### What to do:
Give back the entries verbatim.

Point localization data
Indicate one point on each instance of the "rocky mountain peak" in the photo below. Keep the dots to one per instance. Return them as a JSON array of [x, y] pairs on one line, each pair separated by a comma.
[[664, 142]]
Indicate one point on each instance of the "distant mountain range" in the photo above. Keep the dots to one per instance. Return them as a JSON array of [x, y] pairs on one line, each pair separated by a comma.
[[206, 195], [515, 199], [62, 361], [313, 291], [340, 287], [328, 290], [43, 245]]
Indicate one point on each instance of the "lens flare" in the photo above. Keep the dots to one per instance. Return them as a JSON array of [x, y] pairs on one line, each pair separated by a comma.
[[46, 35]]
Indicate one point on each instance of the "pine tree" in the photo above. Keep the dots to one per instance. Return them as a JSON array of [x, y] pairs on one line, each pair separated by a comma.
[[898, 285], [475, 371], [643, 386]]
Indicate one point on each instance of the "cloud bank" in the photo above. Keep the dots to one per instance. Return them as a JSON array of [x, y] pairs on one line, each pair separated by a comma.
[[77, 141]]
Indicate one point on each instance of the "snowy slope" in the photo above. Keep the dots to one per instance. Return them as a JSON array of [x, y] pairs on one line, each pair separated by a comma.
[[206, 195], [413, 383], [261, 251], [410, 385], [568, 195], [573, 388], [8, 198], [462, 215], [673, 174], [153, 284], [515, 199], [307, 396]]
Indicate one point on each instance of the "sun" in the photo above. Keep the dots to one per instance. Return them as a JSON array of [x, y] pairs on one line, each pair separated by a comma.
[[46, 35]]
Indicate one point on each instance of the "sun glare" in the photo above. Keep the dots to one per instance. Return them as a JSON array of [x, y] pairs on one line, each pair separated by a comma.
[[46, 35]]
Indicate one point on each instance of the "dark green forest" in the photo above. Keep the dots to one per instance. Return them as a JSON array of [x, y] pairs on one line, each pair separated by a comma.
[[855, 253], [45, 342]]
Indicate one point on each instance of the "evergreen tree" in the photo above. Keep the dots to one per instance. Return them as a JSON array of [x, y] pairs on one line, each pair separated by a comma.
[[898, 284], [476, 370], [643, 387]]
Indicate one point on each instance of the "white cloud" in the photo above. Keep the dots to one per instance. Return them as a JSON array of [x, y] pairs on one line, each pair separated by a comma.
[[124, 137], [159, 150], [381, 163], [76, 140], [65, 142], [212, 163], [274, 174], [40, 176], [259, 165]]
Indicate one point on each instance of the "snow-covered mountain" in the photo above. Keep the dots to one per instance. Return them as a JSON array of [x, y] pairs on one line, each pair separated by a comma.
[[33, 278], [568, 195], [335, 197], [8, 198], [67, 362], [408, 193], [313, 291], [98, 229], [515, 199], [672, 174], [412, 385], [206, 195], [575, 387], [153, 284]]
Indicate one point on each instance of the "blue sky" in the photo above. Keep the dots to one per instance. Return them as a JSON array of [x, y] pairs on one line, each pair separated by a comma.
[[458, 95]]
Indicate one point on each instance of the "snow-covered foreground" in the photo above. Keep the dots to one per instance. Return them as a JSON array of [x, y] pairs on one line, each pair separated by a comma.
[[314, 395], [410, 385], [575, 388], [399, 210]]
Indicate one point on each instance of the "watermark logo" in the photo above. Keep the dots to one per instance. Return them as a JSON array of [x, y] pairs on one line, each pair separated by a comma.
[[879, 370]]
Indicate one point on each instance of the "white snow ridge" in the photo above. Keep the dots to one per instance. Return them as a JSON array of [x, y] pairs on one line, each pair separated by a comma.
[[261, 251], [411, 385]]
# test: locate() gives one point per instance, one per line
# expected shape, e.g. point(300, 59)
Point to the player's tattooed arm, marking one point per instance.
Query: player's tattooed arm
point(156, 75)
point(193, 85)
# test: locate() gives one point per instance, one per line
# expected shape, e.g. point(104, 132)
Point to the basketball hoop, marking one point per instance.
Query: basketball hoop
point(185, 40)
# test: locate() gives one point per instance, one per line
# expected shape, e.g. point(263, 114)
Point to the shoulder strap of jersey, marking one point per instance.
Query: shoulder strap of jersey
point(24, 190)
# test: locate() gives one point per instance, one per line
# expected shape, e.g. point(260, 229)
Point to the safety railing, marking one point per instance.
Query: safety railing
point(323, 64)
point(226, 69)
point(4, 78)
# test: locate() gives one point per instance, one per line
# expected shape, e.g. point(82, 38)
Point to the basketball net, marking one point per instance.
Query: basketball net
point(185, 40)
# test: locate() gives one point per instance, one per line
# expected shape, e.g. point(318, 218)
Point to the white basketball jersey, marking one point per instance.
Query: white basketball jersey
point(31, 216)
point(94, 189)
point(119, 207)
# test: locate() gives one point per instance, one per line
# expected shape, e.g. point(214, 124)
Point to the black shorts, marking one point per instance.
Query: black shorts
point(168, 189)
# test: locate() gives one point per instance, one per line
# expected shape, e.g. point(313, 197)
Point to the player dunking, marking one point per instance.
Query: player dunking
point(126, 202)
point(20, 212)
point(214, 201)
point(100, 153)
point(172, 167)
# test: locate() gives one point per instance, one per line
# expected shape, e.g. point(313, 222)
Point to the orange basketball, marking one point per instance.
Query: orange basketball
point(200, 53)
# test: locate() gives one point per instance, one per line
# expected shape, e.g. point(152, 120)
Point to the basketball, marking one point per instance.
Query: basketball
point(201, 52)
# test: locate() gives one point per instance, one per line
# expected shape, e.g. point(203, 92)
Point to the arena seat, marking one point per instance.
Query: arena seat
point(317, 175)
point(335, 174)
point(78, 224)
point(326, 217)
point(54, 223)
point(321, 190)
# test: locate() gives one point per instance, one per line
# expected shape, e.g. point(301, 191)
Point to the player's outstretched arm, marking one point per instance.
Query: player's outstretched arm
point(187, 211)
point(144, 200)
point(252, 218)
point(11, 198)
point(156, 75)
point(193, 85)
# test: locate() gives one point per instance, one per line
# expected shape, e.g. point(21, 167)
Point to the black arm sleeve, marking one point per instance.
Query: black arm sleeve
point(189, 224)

### Final answer:
Indicate one point on each instance of the "rocky mountain peak" in the photo below. Keep the dots to one per instance. Return them as a JSON array of [x, y] pairs on one line, each pair separated by a comma.
[[664, 142]]
Indicate one point on each instance of the "distant mountain range" in the photo above. Keep the dots to one per instance. Return them as a JSON array of [x, y] pairs on one line, each pair separated by a comma.
[[206, 195], [515, 199], [62, 361], [313, 291], [340, 287], [328, 290], [43, 245]]
Indicate one point on each instance of the "lens flare" in the photo above. Keep the dots to one per instance. Return them as a JSON array of [x, y] pairs on one line, each pair separated by a comma.
[[46, 35]]
Indicate one point on each instance of the "pine tree" in the photo above. Keep the dots to one per instance. Return them as a JSON array of [x, y] pairs on one line, each pair separated by a comma.
[[898, 285], [475, 371], [643, 386]]
Indicate one point on each instance of the "cloud bank" in the photo above. Keep the dots to one per instance. Return them as a JSON array of [x, y] pairs on one line, each pair separated by a comma.
[[77, 141]]
Indicate one point on each instance of the "snowy slope" in the photo above. Keep the dots to one per instance. Return them as a JSON array of [x, y] pairs on one line, each pair separated by a comma.
[[206, 195], [413, 383], [261, 251], [410, 385], [568, 195], [573, 388], [8, 198], [462, 215], [673, 174], [153, 284], [515, 199], [307, 396]]
Indicate one point on each instance of the "sun" in the photo above. Keep the dots to one per instance. Return them as a JSON array of [x, y] pairs on one line, each pair separated by a comma.
[[46, 35]]
Indicate one point on each instance of the "sun glare" in the photo above. Keep the dots to one per instance. Return them as a JSON array of [x, y] pairs on one line, each pair separated by a comma.
[[46, 35]]
Indicate one point on each instance of the "dark green forest" in the photo above. Keep the dots to one per instance. Return them as a JSON array of [x, y] pairs on one line, each pair separated by a comma.
[[855, 253], [45, 342]]
Indicate one point on each instance of the "evergreen tree" in the photo above. Keep the dots to one per instance. Return them as a JSON array of [x, y] pairs on one line, each pair separated by a comma.
[[898, 284], [476, 370], [643, 387]]
Indicate one point on each instance of the "white cloud" in the photo above. Keep the dots to one per instance. Return them as a JSON array of [x, y] pairs on one line, each pair separated by a comma.
[[124, 137], [159, 150], [381, 163], [76, 140], [65, 142], [212, 163], [274, 174], [40, 176], [259, 165]]
Indicate one point on each instance of the "snow-covered mountain" in the photo above. Keep the dots to one per instance. Return them as a JSON array of [x, y] pairs on one line, each pair separated by a comma.
[[33, 278], [568, 195], [335, 197], [8, 198], [67, 362], [408, 193], [313, 291], [98, 229], [515, 199], [672, 174], [412, 385], [206, 195], [575, 387], [153, 284]]
Indicate one point on each instance of the "blue sky" in the photo above. Keep the dots to one per instance. Return them as a JSON array of [x, y] pairs on one line, each pair separated by a comma.
[[458, 95]]
Indicate one point on each instance of the "snow-covered foreground" in the photo above. Keep the dots to one per instance. Return them as a JSON array of [x, y] pairs on one line, each pair separated by a comma.
[[314, 395], [410, 385], [575, 388], [399, 210]]
Indicate one point on each instance of the "watermark logo" in the photo above. Keep the dots to one per instance. Return them as a JSON array of [x, y] pairs on one line, each pair separated by a comma.
[[879, 370]]
Indicate one point on each instance of the "white snow ridge" in the photo above. Keep the dots to one per instance. Return them as a JSON array of [x, y] pairs on one line, each pair separated by a comma.
[[261, 251], [411, 385]]
# test: locate() gives one point per instance, one per line
# expected shape, e.g. point(300, 59)
Point to the player's tattooed arm, marking one point per instance.
Query: player's tattooed arm
point(156, 75)
point(193, 85)
# test: locate() gives one point per instance, one per line
# expected shape, e.g. point(104, 132)
Point to the basketball hoop, marking one point per instance.
Query: basketball hoop
point(185, 40)
# test: locate() gives one point per instance, one per line
# expected shape, e.g. point(263, 114)
Point to the shoulder strap of jersey, marking one point per instance.
Query: shoulder strap of jersey
point(24, 190)
# test: locate() gives one point per instance, one per line
# expected shape, e.g. point(260, 229)
Point to the safety railing, marking one point per instance.
Query: safety railing
point(323, 64)
point(226, 69)
point(4, 78)
# test: locate() gives one point per instance, one per line
# expected shape, e.g. point(82, 38)
Point to the basketball net, marking one point per instance.
Query: basketball net
point(185, 40)
# test: locate() gives one point per instance, one per line
# expected shape, e.g. point(318, 218)
Point to the white basketball jersey, marking one point per instance.
Query: white basketball jersey
point(31, 216)
point(94, 189)
point(119, 207)
# test: locate() gives one point per instance, one per line
# expected shape, e.g. point(214, 124)
Point to the black shorts, marking one point per instance.
Query: black shorts
point(168, 189)
# test: locate() gives one point per instance, one per line
# expected shape, e.g. point(313, 197)
Point to the player dunking, marking one point per instance.
Query: player dunking
point(126, 202)
point(20, 212)
point(214, 201)
point(100, 153)
point(172, 167)
# test: locate() gives one point per instance, one per line
# expected shape, e.g. point(313, 222)
Point to the orange basketball, marking one point per instance.
Query: orange basketball
point(200, 53)
# test: locate() gives one point per instance, one per line
# expected shape, e.g. point(152, 120)
Point to the basketball, marking one point per instance.
Query: basketball
point(201, 52)
# test: locate() gives one point per instance, one per line
# expected shape, e.g. point(203, 92)
Point to the arena seat, marking one point per instance.
Query: arena seat
point(317, 175)
point(335, 174)
point(78, 224)
point(326, 217)
point(54, 223)
point(321, 190)
# test: locate() gives one point per instance, one per line
# expected shape, e.g. point(301, 191)
Point to the player's outstretched arm, marking one point per instance.
Query: player's outstretched arm
point(187, 211)
point(144, 200)
point(252, 218)
point(11, 198)
point(156, 75)
point(193, 85)
# test: locate() gives one point per instance, one per line
# expected shape, e.g. point(21, 167)
Point to the black arm sleeve, marking one point per instance.
Query: black arm sleeve
point(189, 224)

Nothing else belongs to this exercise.